* **ASSIGNMENT**:
Gather all lines in the entries below that include the word "towers".

* **RECORDS FOR PROCESSING**:
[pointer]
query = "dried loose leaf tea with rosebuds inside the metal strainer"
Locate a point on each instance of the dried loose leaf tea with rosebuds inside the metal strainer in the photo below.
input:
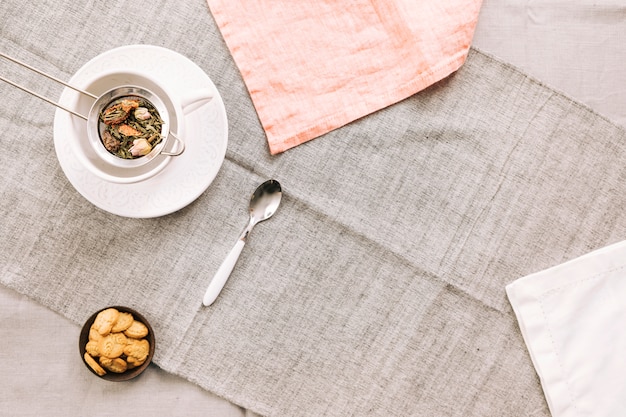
(132, 127)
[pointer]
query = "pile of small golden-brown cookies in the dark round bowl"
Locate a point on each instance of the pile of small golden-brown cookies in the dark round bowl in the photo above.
(117, 341)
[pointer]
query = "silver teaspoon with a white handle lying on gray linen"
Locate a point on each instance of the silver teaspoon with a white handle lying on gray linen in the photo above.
(263, 205)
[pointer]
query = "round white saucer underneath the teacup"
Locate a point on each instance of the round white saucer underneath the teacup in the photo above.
(186, 176)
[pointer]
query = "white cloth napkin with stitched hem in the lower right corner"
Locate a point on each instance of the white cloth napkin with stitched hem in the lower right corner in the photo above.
(573, 320)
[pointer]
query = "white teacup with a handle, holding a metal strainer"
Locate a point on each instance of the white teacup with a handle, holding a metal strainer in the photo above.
(172, 108)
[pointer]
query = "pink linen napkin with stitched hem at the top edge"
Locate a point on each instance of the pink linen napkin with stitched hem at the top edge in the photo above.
(314, 66)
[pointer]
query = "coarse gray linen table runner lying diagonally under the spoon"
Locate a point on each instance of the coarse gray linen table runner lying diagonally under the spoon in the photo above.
(378, 287)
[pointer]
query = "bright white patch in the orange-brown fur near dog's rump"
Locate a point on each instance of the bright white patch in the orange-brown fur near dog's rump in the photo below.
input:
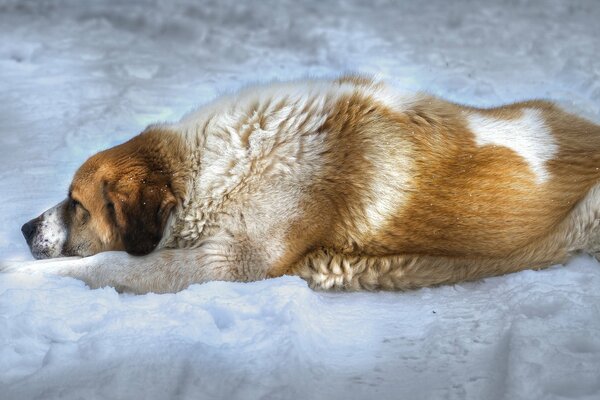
(527, 136)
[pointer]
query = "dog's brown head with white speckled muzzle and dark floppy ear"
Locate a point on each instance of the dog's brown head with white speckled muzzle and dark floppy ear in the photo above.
(120, 199)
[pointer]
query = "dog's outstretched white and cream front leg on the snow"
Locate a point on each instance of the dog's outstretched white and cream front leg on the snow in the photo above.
(163, 271)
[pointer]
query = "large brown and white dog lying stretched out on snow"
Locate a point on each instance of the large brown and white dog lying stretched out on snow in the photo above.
(348, 183)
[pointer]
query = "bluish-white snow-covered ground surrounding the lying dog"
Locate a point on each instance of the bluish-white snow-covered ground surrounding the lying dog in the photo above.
(77, 77)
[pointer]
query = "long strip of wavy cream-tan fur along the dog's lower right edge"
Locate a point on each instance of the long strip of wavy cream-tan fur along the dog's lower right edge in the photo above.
(578, 231)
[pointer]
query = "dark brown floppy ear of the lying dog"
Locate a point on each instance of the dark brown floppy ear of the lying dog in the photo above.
(140, 215)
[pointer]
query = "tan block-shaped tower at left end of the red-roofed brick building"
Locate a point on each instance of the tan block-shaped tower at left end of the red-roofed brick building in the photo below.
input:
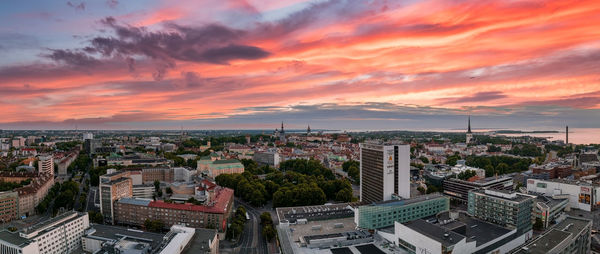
(112, 187)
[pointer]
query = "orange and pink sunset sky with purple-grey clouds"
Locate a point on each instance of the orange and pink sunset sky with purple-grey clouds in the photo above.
(251, 64)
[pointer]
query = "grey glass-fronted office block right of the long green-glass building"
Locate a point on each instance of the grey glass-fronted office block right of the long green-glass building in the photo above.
(506, 208)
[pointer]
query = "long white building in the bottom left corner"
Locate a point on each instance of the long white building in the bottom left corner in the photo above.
(61, 234)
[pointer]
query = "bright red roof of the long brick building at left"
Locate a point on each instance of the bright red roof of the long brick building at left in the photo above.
(220, 203)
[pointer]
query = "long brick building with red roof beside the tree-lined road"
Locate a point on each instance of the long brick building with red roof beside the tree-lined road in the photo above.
(214, 214)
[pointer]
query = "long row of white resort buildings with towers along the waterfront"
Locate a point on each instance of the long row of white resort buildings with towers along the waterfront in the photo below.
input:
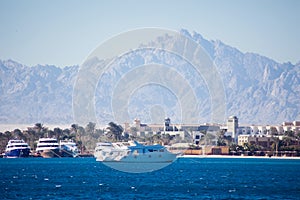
(195, 133)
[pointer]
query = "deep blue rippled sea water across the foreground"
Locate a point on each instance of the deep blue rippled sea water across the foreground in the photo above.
(187, 178)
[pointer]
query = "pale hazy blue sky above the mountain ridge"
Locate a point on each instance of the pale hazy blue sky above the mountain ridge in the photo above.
(65, 32)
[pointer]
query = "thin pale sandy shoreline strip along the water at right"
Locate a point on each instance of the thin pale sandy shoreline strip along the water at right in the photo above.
(236, 157)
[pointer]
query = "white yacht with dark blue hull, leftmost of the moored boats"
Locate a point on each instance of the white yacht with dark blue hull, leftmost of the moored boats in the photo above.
(16, 149)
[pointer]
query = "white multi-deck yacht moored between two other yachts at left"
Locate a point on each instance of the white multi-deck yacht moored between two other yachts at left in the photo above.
(48, 148)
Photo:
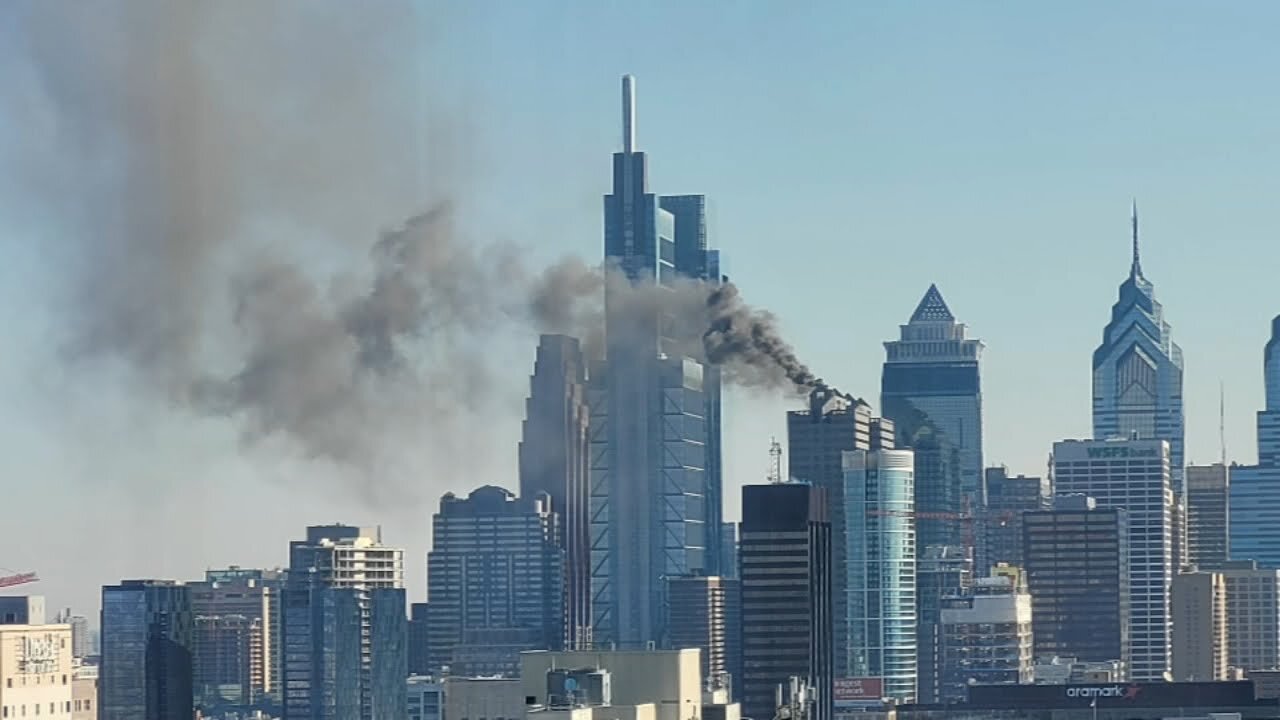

* **SOLUTION FOR THIS PROBLEM**:
query = "long row of white resort buildings with towers along the waterfront"
Locate a point on each instance of the long row of white resort buildings with towers along the waterfront in the photo below.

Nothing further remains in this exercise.